• A man had two sons…

    This sermon was preached on the fourth Sunday in Lent – 30 March 2025. I’ve not preached very often on the parable of the Prodigal Son as we usually baptise on this Sunday. As I post it, I tip my biretta towards the wonderful Amy-Jill Levine whom I have encountered teaching on this parable. She always gets me thinking…

    Once upon a time, many years ago…

    It was a dark and stormy night…

    A long time ago, in a galaxy far away…

    You wouldn’t believe what happened that day, which seemed like a day just like any other…

    They are clichés. Tropes. Repetitive pattens. And they tell us to listen up. There’s a story about to begin.

    These are some of the ways in which stories begin in the English language. I suspect that there will be people here who will know how stories begin in other languages too.

    And to Jesus’s listeners, he would have immediately grabbed their attention with his opening line. It was obvious that a story was about to be told.

    “There was a man who had two sons…”

⁂

**Assigned task 1**: On what Sunday and date was the sermon preached?
**Assigned task 2**: Say whether each statement agrees with the sermon, answering yes or no and quoting the words that decide it: (a) The preacher has often preached on the parable of the Prodigal Son. (b) The preacher has encountered Amy-Jill Levine teaching on this parable. (c) The sermon calls the opening lines it lists clichés.
**Assigned task 3**: Reproduce the part of the sermon that starts at "This sermon was" and ends at "other languages too.", word for word.

**Available data**:
⁂

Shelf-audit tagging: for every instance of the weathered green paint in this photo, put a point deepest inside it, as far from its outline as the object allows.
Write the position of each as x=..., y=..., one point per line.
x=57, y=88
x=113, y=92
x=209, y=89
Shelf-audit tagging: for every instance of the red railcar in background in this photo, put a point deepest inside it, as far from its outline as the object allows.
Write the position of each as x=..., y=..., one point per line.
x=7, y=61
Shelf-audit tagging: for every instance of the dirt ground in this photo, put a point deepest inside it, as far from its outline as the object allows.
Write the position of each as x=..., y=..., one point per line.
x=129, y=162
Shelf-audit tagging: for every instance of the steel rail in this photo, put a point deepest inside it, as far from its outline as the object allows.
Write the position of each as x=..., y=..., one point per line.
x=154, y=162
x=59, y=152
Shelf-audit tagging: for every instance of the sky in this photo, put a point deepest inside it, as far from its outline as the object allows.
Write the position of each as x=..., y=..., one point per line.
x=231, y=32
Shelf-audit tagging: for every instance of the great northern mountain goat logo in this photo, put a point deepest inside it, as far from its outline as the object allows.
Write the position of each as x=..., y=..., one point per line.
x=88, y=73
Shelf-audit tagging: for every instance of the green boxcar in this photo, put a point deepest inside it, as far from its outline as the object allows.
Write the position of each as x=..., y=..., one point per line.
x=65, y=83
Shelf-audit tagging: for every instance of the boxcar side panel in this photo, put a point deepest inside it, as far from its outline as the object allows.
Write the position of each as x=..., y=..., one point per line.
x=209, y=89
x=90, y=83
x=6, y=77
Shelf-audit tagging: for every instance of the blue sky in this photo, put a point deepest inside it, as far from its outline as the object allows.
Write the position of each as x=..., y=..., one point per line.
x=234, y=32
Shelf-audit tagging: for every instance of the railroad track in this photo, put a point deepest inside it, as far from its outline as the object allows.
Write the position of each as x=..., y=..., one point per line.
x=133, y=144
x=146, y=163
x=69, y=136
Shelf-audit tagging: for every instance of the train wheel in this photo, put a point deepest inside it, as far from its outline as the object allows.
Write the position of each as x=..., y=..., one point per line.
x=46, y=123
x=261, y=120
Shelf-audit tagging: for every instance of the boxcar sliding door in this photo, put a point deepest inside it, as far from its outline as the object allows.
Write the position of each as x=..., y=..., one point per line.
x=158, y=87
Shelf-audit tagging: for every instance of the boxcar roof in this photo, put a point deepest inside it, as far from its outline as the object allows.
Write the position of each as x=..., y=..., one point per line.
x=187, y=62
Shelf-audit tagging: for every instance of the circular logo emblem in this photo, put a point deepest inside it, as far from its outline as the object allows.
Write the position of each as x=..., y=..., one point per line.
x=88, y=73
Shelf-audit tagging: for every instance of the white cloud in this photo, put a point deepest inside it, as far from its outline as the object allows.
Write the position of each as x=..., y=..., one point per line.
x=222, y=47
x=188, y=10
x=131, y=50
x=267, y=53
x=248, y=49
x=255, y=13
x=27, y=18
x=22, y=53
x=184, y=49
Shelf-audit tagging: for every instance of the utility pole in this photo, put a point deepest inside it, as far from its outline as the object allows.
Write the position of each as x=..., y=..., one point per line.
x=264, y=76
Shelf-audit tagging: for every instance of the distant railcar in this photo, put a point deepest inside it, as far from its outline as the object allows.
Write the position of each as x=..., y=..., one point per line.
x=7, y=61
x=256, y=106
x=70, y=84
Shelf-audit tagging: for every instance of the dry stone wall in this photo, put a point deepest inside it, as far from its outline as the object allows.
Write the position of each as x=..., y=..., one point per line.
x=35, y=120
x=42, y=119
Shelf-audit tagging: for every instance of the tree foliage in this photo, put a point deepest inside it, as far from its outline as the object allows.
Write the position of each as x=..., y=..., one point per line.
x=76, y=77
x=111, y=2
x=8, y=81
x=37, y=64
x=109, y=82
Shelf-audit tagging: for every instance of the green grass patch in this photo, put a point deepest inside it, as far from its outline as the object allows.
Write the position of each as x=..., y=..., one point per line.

⁂

**Expected output 1**: It was preached on the fourth Sunday in Lent, 30 March 2025.

**Expected output 2**:
(a) No: "I’ve not preached very often on the parable of the Prodigal Son"
(b) Yes: "whom I have encountered teaching on this parable"
(c) Yes: "They are clichés."

**Expected output 3**:
This sermon was preached on the fourth Sunday in Lent – 30 March 2025. I’ve not preached very often on the parable of the Prodigal Son as we usually baptise on this Sunday. As I post it, I tip my biretta towards the wonderful Amy-Jill Levine whom I have encountered teaching on this parable. She always gets me thinking…

    Once upon a time, many years ago…

    It was a dark and stormy night…

    A long time ago, in a galaxy far away…

    You wouldn’t believe what happened that day, which seemed like a day just like any other…

    They are clichés. Tropes. Repetitive pattens. And they tell us to listen up. There’s a story about to begin.

    These are some of the ways in which stories begin in the English language. I suspect that there will be people here who will know how stories begin in other languages too.